» WHAT THE TASK ASKS:
Print the lines below from the very first one through the line that contains "xmin=89 ymin=60 xmax=1024 ymax=766", including both ends. Leave the pictures out of your answer.

» SUPPLIED INFORMATION:
_ _ _
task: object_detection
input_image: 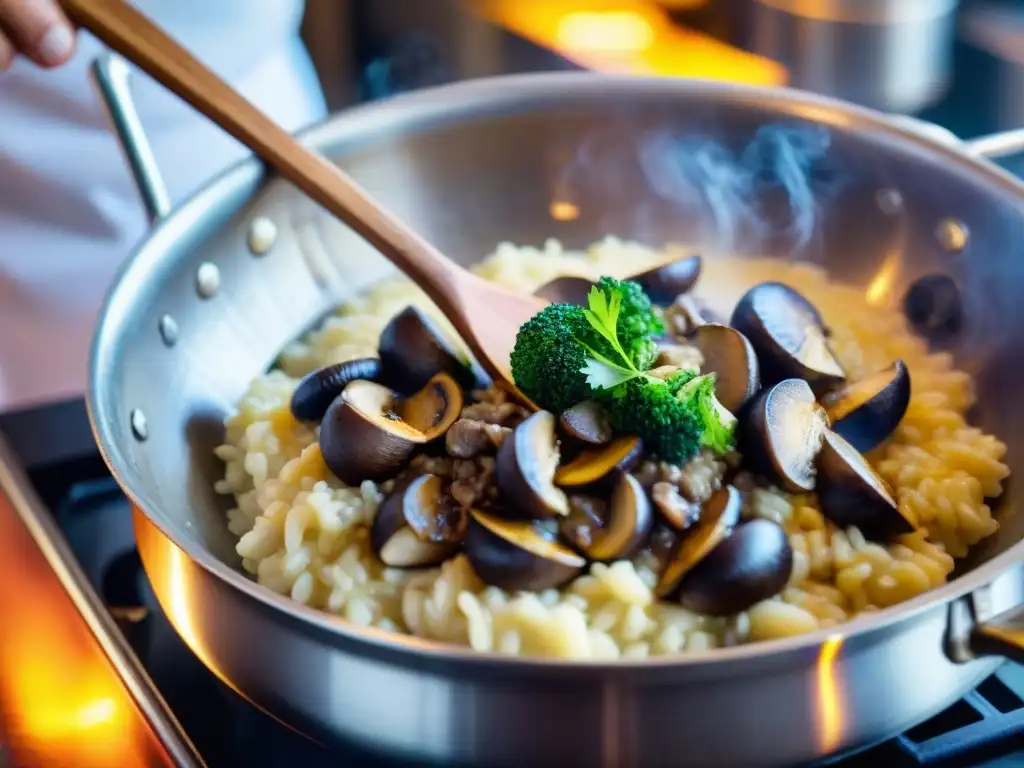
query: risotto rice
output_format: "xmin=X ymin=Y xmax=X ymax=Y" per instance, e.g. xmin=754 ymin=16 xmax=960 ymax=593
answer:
xmin=217 ymin=239 xmax=1010 ymax=658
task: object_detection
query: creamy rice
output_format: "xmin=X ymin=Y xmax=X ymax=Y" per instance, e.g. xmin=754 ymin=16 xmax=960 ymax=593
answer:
xmin=217 ymin=239 xmax=1010 ymax=658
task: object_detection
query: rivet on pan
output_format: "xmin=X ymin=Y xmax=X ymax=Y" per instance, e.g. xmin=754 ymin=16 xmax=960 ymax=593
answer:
xmin=131 ymin=408 xmax=150 ymax=442
xmin=248 ymin=216 xmax=278 ymax=256
xmin=874 ymin=186 xmax=903 ymax=216
xmin=160 ymin=314 xmax=178 ymax=347
xmin=196 ymin=261 xmax=220 ymax=299
xmin=935 ymin=219 xmax=968 ymax=253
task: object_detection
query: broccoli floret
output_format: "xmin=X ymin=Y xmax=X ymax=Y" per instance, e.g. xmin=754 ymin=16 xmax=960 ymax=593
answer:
xmin=607 ymin=371 xmax=703 ymax=466
xmin=676 ymin=374 xmax=736 ymax=454
xmin=607 ymin=371 xmax=736 ymax=466
xmin=588 ymin=278 xmax=665 ymax=371
xmin=511 ymin=304 xmax=591 ymax=414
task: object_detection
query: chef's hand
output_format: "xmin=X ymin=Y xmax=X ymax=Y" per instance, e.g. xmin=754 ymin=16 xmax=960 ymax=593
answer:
xmin=0 ymin=0 xmax=75 ymax=72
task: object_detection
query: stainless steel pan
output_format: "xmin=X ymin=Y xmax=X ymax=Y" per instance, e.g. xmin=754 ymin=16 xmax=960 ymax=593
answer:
xmin=89 ymin=60 xmax=1024 ymax=766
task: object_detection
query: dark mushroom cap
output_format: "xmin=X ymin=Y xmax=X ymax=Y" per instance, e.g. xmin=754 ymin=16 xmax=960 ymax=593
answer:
xmin=495 ymin=411 xmax=569 ymax=520
xmin=394 ymin=372 xmax=463 ymax=441
xmin=821 ymin=360 xmax=910 ymax=453
xmin=693 ymin=323 xmax=761 ymax=414
xmin=559 ymin=471 xmax=654 ymax=560
xmin=534 ymin=275 xmax=594 ymax=306
xmin=378 ymin=305 xmax=486 ymax=394
xmin=466 ymin=510 xmax=587 ymax=592
xmin=631 ymin=255 xmax=702 ymax=305
xmin=740 ymin=379 xmax=828 ymax=494
xmin=291 ymin=357 xmax=381 ymax=421
xmin=729 ymin=283 xmax=846 ymax=390
xmin=650 ymin=482 xmax=700 ymax=531
xmin=370 ymin=475 xmax=468 ymax=568
xmin=679 ymin=519 xmax=793 ymax=616
xmin=818 ymin=431 xmax=919 ymax=541
xmin=558 ymin=400 xmax=612 ymax=445
xmin=655 ymin=485 xmax=742 ymax=597
xmin=319 ymin=379 xmax=426 ymax=486
xmin=555 ymin=435 xmax=643 ymax=487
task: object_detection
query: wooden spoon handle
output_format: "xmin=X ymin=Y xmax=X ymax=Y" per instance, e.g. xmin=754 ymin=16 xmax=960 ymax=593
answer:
xmin=60 ymin=0 xmax=460 ymax=309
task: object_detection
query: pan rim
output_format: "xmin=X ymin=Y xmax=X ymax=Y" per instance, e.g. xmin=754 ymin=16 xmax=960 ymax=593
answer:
xmin=86 ymin=73 xmax=1024 ymax=675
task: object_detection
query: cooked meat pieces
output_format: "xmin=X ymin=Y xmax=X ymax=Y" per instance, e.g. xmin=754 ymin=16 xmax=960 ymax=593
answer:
xmin=444 ymin=419 xmax=512 ymax=459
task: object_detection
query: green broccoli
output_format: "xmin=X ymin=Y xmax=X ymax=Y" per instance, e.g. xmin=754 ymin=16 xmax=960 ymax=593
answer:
xmin=511 ymin=304 xmax=591 ymax=414
xmin=587 ymin=278 xmax=665 ymax=371
xmin=512 ymin=278 xmax=736 ymax=464
xmin=606 ymin=371 xmax=703 ymax=465
xmin=607 ymin=371 xmax=736 ymax=466
xmin=676 ymin=374 xmax=736 ymax=454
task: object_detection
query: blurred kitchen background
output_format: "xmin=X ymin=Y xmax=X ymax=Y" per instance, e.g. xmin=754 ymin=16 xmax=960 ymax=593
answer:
xmin=294 ymin=0 xmax=1024 ymax=171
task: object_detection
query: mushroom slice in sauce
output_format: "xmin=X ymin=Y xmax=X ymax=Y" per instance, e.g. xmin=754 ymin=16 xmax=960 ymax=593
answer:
xmin=559 ymin=471 xmax=654 ymax=560
xmin=679 ymin=519 xmax=793 ymax=616
xmin=378 ymin=305 xmax=486 ymax=394
xmin=495 ymin=411 xmax=569 ymax=520
xmin=319 ymin=379 xmax=427 ymax=486
xmin=821 ymin=360 xmax=910 ymax=453
xmin=555 ymin=435 xmax=643 ymax=486
xmin=394 ymin=373 xmax=463 ymax=441
xmin=370 ymin=475 xmax=468 ymax=568
xmin=818 ymin=431 xmax=919 ymax=541
xmin=466 ymin=509 xmax=587 ymax=592
xmin=729 ymin=283 xmax=846 ymax=391
xmin=740 ymin=379 xmax=828 ymax=494
xmin=655 ymin=485 xmax=742 ymax=597
xmin=291 ymin=357 xmax=381 ymax=421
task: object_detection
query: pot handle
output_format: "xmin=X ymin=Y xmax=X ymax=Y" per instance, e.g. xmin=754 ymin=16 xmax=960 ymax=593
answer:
xmin=90 ymin=53 xmax=171 ymax=222
xmin=946 ymin=564 xmax=1024 ymax=664
xmin=964 ymin=128 xmax=1024 ymax=160
xmin=890 ymin=115 xmax=1024 ymax=160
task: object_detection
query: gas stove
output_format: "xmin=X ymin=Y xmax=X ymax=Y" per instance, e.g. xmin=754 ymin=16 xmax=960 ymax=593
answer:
xmin=6 ymin=2 xmax=1024 ymax=768
xmin=0 ymin=401 xmax=1024 ymax=768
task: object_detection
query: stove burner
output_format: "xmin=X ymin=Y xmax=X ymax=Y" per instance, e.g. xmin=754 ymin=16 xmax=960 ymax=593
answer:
xmin=28 ymin=438 xmax=1024 ymax=768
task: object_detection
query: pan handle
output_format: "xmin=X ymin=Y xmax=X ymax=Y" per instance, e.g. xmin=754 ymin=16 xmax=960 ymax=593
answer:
xmin=964 ymin=128 xmax=1024 ymax=160
xmin=946 ymin=564 xmax=1024 ymax=664
xmin=90 ymin=53 xmax=171 ymax=222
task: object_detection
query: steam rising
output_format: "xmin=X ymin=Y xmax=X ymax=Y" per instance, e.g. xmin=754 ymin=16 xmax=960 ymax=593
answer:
xmin=639 ymin=125 xmax=836 ymax=252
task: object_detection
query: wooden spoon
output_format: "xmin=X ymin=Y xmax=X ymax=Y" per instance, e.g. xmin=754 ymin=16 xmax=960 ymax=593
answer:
xmin=60 ymin=0 xmax=548 ymax=391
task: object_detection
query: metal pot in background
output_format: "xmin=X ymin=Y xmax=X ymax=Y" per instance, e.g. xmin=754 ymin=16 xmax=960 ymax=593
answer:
xmin=728 ymin=0 xmax=957 ymax=114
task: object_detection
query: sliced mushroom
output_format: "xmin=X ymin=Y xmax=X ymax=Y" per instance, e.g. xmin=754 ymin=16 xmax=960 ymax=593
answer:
xmin=378 ymin=305 xmax=486 ymax=394
xmin=534 ymin=276 xmax=594 ymax=306
xmin=655 ymin=485 xmax=742 ymax=597
xmin=632 ymin=255 xmax=702 ymax=304
xmin=292 ymin=357 xmax=381 ymax=421
xmin=729 ymin=283 xmax=846 ymax=390
xmin=740 ymin=379 xmax=828 ymax=494
xmin=679 ymin=519 xmax=793 ymax=616
xmin=559 ymin=471 xmax=654 ymax=560
xmin=818 ymin=431 xmax=919 ymax=541
xmin=394 ymin=373 xmax=463 ymax=442
xmin=555 ymin=435 xmax=643 ymax=487
xmin=821 ymin=360 xmax=910 ymax=453
xmin=495 ymin=411 xmax=569 ymax=520
xmin=466 ymin=509 xmax=587 ymax=592
xmin=650 ymin=481 xmax=700 ymax=530
xmin=693 ymin=323 xmax=761 ymax=414
xmin=558 ymin=400 xmax=612 ymax=445
xmin=319 ymin=379 xmax=427 ymax=485
xmin=370 ymin=475 xmax=468 ymax=568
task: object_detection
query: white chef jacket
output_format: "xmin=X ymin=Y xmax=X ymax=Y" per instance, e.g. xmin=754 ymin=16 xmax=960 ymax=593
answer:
xmin=0 ymin=0 xmax=325 ymax=411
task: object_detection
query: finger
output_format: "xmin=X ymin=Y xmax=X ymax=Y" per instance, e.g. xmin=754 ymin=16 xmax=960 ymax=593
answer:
xmin=0 ymin=0 xmax=75 ymax=67
xmin=0 ymin=32 xmax=14 ymax=72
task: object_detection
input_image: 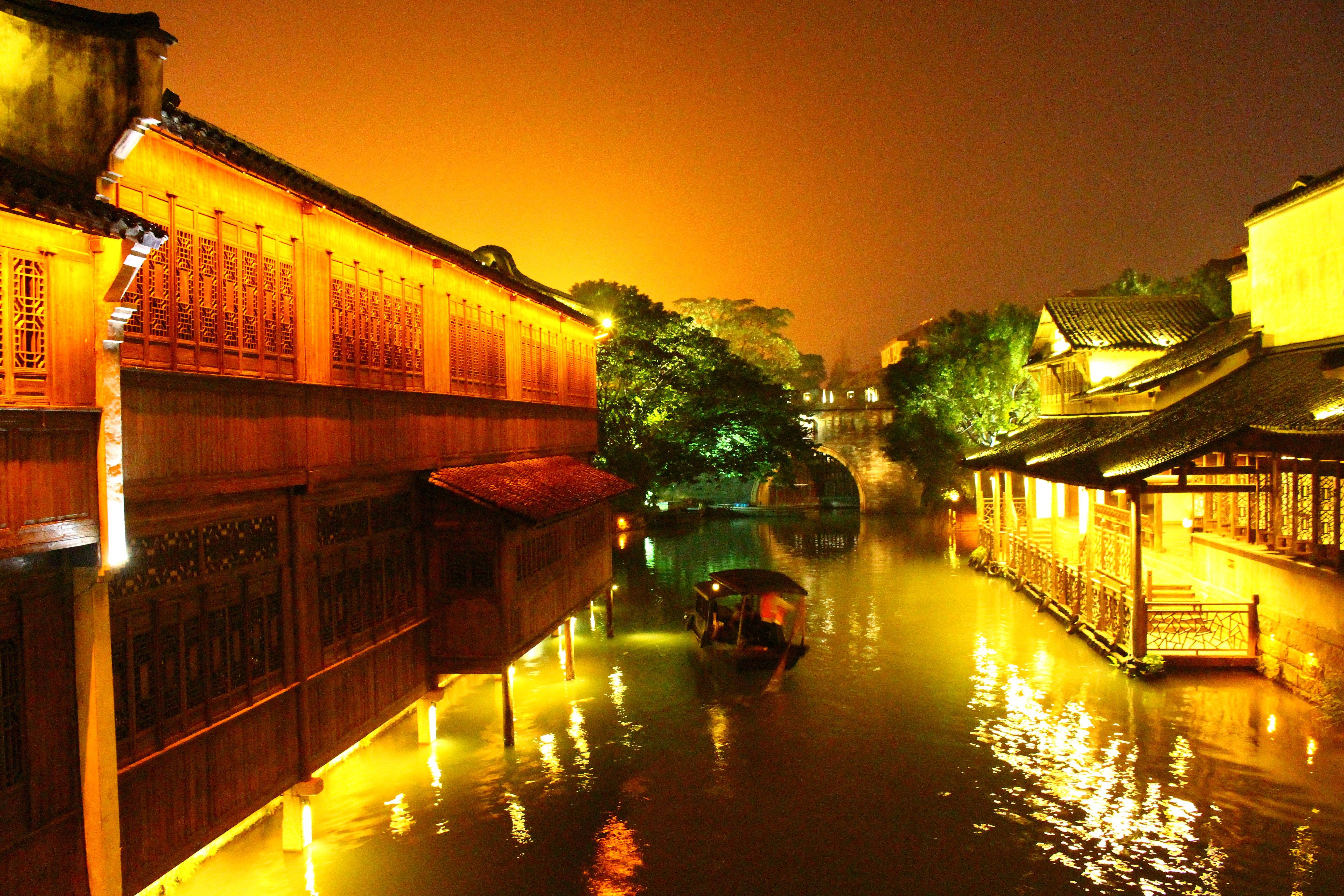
_ _ _
» RESULT FOR THIS TASK:
task: object_detection
input_image: 
query: risotto rice
output_format: "xmin=X ymin=Y xmax=X ymax=Y" per instance, e.g. xmin=754 ymin=16 xmax=960 ymax=593
answer:
xmin=217 ymin=239 xmax=1010 ymax=658
task: object_detection
query: creamy rice
output_format: "xmin=X ymin=Y xmax=X ymax=Y" per instance, e.g. xmin=754 ymin=16 xmax=960 ymax=593
answer:
xmin=217 ymin=239 xmax=1010 ymax=658
task: object_detection
query: rivet on pan
output_format: "xmin=X ymin=Y xmax=X ymax=Y" per instance, e.g. xmin=754 ymin=16 xmax=960 ymax=593
answer:
xmin=131 ymin=408 xmax=150 ymax=442
xmin=248 ymin=216 xmax=278 ymax=256
xmin=874 ymin=186 xmax=903 ymax=216
xmin=160 ymin=314 xmax=178 ymax=347
xmin=196 ymin=261 xmax=220 ymax=299
xmin=935 ymin=219 xmax=968 ymax=253
task: object_detection
query: broccoli floret
output_format: "xmin=X ymin=Y xmax=X ymax=Y" per instance, e.g. xmin=754 ymin=16 xmax=960 ymax=593
answer:
xmin=607 ymin=371 xmax=703 ymax=466
xmin=676 ymin=374 xmax=736 ymax=454
xmin=607 ymin=371 xmax=736 ymax=466
xmin=588 ymin=278 xmax=665 ymax=371
xmin=511 ymin=304 xmax=591 ymax=414
task: object_detection
query: chef's hand
output_format: "xmin=X ymin=Y xmax=X ymax=Y" per instance, e.g. xmin=754 ymin=16 xmax=960 ymax=593
answer:
xmin=0 ymin=0 xmax=75 ymax=72
task: object_detection
query: stainless steel pan
output_format: "xmin=X ymin=Y xmax=X ymax=Y" per instance, e.g. xmin=754 ymin=16 xmax=960 ymax=593
answer:
xmin=89 ymin=60 xmax=1024 ymax=766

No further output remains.